▶ Exercise
Reproduce only the records from the line containing "the bar stool" through the end of the records, inclusive, with the requests kept as they are and every x and y coordinate in the answers offset by 89.

▶ Information provided
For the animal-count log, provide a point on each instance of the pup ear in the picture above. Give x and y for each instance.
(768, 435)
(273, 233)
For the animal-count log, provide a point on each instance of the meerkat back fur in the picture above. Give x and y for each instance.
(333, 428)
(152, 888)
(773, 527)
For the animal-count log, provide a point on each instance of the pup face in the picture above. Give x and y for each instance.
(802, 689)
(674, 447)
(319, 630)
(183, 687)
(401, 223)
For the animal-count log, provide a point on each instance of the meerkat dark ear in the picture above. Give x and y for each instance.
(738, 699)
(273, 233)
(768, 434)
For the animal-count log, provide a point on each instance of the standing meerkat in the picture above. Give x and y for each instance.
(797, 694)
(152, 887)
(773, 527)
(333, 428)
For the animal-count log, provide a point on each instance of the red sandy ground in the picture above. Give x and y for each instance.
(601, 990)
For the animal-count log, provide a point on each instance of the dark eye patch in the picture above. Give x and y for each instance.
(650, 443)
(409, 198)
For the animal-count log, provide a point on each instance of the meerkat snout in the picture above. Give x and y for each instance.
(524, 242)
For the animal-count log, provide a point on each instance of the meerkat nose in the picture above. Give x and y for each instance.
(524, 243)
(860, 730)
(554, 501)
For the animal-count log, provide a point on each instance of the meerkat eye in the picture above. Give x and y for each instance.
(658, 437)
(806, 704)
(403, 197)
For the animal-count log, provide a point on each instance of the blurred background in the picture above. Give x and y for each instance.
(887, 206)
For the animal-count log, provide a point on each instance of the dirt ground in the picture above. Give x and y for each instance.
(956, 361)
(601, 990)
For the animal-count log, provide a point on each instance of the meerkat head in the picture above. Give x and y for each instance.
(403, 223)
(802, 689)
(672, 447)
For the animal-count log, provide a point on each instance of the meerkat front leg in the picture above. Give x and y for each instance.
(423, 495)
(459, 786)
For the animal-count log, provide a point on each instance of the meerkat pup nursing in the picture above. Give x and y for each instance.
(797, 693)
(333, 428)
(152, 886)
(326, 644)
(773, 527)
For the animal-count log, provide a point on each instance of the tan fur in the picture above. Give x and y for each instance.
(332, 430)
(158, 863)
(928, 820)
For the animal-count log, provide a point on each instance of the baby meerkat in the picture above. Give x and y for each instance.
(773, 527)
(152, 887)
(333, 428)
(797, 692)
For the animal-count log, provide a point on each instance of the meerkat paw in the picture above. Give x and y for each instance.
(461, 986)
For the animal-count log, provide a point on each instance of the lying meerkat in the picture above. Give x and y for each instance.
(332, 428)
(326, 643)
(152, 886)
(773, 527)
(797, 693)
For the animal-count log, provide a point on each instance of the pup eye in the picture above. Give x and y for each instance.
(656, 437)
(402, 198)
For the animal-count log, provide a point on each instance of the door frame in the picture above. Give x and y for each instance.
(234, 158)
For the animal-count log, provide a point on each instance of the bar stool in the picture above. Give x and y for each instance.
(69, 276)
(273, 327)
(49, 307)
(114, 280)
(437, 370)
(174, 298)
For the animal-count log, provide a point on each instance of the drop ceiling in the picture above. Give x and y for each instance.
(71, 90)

▶ Answer for this exercise
For the animal-count log, provide a point on each instance of the bar stool in the picture above. Give x and y for each instance.
(158, 365)
(362, 416)
(138, 396)
(203, 369)
(526, 459)
(263, 387)
For the animal-count log, provide a point on each instance of the drop ceiling in the picture above. Give x and y for each instance.
(160, 179)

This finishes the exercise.